[Brano scelto]
------
Le troppe cose che Bertinotti ha dimenticato
È indiscutibile che gli attentati in Usa e la conseguente minaccia di una guerra abbiano comportato un vero e proprio sconvolgimento delle coscienze, in particolare in Europa. Incubi che parevano ormai sepolti tornano bruscamente alla luce, la stampa di destra e il governo conducono una campagna martellante di arruolamento per la "guerra della civiltà contro la barbarie", la crociata contro l’Islam "medievale e intollerante" (Berlusconi).
Ma anche tra coloro che rifiutano di seguire quest’ondata di patriottismo a stelle e strisce e di vero e proprio razzismo, prevalgono l’incredulità, la paura e la sensazione d’impotenza.
In questo contesto, il primo compito di un partito comunista è quello di dire le cose come stanno. Voltare la testa, sperare in un ritorno indietro, nel ripristino della "normalità" può essere una reazione spontanea, naturale, logica fin che vogliamo: ma è una reazione miope, per non dire cieca. Chi volta la testa, chi cerca di "chiamarsi fuori", lascia il campo libero alla reazione imperialista. Che questa reazione si produca spontaneamente in milioni di persone è normale; molto meno comprensibile è che un simile atteggiamento venga eletto a linea politica di un partito comunista.
A questo, in realtà si riduce infatti tutta la posizione assunta da Bertinotti di fronte agli attentati e alla guerra. Esaminiamo più da vicino le sue argomentazioni, espresse nel Comitato politico nazionale del Prc il 15-16 settembre.
------
[Voci di dati archiviate]
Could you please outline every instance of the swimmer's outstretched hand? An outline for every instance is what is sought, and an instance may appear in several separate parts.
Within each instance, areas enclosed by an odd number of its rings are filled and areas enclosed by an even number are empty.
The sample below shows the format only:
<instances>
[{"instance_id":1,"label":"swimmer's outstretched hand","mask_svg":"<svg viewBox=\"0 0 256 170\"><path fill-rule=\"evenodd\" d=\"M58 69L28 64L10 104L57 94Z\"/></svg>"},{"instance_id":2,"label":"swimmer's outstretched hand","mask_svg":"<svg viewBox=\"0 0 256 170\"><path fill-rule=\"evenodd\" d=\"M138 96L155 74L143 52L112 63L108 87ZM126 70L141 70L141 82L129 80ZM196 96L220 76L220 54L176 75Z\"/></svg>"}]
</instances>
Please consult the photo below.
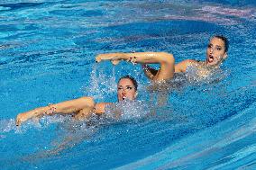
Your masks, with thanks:
<instances>
[{"instance_id":1,"label":"swimmer's outstretched hand","mask_svg":"<svg viewBox=\"0 0 256 170\"><path fill-rule=\"evenodd\" d=\"M30 116L26 112L18 114L16 117L16 126L20 126L22 122L26 121L28 119L30 119Z\"/></svg>"},{"instance_id":2,"label":"swimmer's outstretched hand","mask_svg":"<svg viewBox=\"0 0 256 170\"><path fill-rule=\"evenodd\" d=\"M121 53L99 54L96 57L96 62L99 63L102 60L110 60L113 65L117 65L123 59L121 56Z\"/></svg>"}]
</instances>

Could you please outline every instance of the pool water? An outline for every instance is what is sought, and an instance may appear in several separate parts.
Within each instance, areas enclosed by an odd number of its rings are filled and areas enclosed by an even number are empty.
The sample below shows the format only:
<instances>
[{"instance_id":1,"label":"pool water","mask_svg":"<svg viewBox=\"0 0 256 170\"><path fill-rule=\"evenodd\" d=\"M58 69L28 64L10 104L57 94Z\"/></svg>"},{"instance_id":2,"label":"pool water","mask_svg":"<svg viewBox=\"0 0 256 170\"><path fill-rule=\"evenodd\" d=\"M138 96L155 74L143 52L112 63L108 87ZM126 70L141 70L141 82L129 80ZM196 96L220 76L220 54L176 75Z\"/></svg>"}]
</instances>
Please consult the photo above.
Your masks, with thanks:
<instances>
[{"instance_id":1,"label":"pool water","mask_svg":"<svg viewBox=\"0 0 256 170\"><path fill-rule=\"evenodd\" d=\"M1 169L256 169L255 7L250 0L2 0ZM116 51L204 60L215 34L230 40L222 80L187 82L159 107L160 92L148 90L139 65L95 63ZM136 116L14 125L19 112L48 103L84 95L116 102L115 83L127 74L145 108L129 103ZM149 110L155 114L144 116Z\"/></svg>"}]
</instances>

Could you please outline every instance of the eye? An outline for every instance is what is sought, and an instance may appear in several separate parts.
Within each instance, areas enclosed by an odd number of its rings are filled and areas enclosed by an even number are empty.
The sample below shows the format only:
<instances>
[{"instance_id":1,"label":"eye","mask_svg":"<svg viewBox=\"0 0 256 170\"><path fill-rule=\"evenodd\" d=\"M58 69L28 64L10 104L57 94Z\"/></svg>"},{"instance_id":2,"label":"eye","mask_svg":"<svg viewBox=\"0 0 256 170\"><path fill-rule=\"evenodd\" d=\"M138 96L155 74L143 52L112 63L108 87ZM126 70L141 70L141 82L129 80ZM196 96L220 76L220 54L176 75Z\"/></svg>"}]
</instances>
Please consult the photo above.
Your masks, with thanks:
<instances>
[{"instance_id":1,"label":"eye","mask_svg":"<svg viewBox=\"0 0 256 170\"><path fill-rule=\"evenodd\" d=\"M132 90L133 87L132 87L132 86L127 86L126 89L127 89L127 90Z\"/></svg>"}]
</instances>

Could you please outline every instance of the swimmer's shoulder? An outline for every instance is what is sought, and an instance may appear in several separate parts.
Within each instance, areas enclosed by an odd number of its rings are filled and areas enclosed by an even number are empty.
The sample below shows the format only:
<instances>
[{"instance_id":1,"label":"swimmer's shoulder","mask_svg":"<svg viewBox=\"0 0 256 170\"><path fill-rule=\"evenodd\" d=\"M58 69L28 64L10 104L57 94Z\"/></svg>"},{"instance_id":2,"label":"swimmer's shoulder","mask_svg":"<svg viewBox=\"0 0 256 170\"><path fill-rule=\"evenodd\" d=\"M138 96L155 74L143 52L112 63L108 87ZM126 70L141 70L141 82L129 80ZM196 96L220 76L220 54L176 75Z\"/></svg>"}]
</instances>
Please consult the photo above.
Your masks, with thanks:
<instances>
[{"instance_id":1,"label":"swimmer's shoulder","mask_svg":"<svg viewBox=\"0 0 256 170\"><path fill-rule=\"evenodd\" d=\"M186 72L186 69L189 66L197 66L200 61L195 59L185 59L177 65L175 65L175 73Z\"/></svg>"},{"instance_id":2,"label":"swimmer's shoulder","mask_svg":"<svg viewBox=\"0 0 256 170\"><path fill-rule=\"evenodd\" d=\"M105 106L112 104L112 103L96 103L95 110L94 110L95 113L96 113L96 114L105 113Z\"/></svg>"}]
</instances>

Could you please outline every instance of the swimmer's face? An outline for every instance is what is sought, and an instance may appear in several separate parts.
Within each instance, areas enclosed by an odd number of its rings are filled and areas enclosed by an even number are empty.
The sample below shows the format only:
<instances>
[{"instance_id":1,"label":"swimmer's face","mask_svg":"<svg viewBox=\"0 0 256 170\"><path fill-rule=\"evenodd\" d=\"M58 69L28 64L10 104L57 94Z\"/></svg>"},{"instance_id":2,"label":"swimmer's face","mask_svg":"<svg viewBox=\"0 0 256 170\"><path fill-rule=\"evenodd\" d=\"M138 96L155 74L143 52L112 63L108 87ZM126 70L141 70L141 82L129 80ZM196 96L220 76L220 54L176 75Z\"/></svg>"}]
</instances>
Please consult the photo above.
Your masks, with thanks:
<instances>
[{"instance_id":1,"label":"swimmer's face","mask_svg":"<svg viewBox=\"0 0 256 170\"><path fill-rule=\"evenodd\" d=\"M132 80L129 78L122 78L117 85L118 101L129 99L131 101L136 98L137 92Z\"/></svg>"},{"instance_id":2,"label":"swimmer's face","mask_svg":"<svg viewBox=\"0 0 256 170\"><path fill-rule=\"evenodd\" d=\"M227 57L225 52L224 41L219 38L214 37L207 47L206 64L208 66L218 65Z\"/></svg>"}]
</instances>

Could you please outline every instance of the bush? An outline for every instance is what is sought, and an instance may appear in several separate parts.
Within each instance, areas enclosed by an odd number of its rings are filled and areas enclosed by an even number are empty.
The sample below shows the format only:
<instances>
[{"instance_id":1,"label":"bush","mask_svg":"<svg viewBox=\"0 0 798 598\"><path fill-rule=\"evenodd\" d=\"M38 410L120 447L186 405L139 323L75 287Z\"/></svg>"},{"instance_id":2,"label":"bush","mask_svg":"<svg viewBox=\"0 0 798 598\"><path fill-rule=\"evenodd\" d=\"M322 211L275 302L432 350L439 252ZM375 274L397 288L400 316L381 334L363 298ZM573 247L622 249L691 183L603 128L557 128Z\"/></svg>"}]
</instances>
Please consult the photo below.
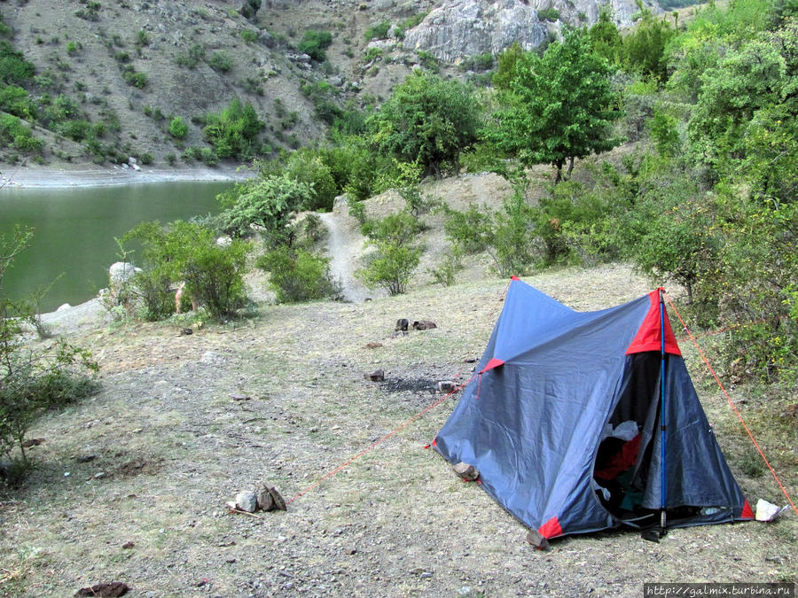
------
[Consegne]
A. Conta le righe dei record che contengono la parola "Could", distinguendo tra maiuscole e minuscole. Indica soltanto il numero.
B. Riprendi l'articolo su Bertinotti e la guerra, proseguendolo dopo l'ultima frase riportata.

[Risposte in ordine]
A. 6

B.
Al centro di tutto, ovviamente la parola "pace". Lotta per la pace, movimento per la pace e via di seguito. Sorge immediatamente una domanda: ma di quale pace parla Bertinotti? Per quale pace dobbiamo lottare? La domanda è meno oziosa di quanto appaia a prima vista. Vogliamo chiamare "pace" quello che esisteva nel mondo prima dell’11 settembre? Chiamiamo pace l’embargo all’Irak che uccide 500mila civili, chiamiamo pace quanto accade in Palestina, chiamiamo pace una situazione nella quale gli Usa e gli altri paesi imperialisti intervengono militarmente (in modo diretto o indiretto) ai quattro angoli del globo, dalla Colombia all’Africa centrale, dal Medio oriente ai Balcani? È "pace" il massacro silenzioso che uccide ogni giorno per fame 36mila bambini (quelli che Berlusconi chiama "gli effetti collaterali della globalizzazione")?
Il terrorismo non sorge dal nulla!
I terrorismo è un fenomeno eminentemente politico, che ha precise cause politiche e sociali. Nel caso degli attentati contro gli Usa, ci paiono evidenti alcuni punti fermi.
1. Esiste un’enorme ostilità verso l’imperialismo Usa, in particolare in Medio oriente, come conseguenza dell’oppressione esercitata sul popolo arabo. L’embargo genocida contro l’Irak, le eterne promesse mai mantenute verso il popolo palestinese, la crescente crisi sociale, la corruzione e l’oppressione di tutti i regimi arabi alleati degli Usa hanno seminato un odio profondo.
2. Tutti i movimenti che in passato venivano presi a punto di riferimento per la lotta antimperialista, a partire dai partiti comunisti, sono fortemente indeboliti e screditati, incapaci di indicare alle masse arabe una via d’uscita credibile.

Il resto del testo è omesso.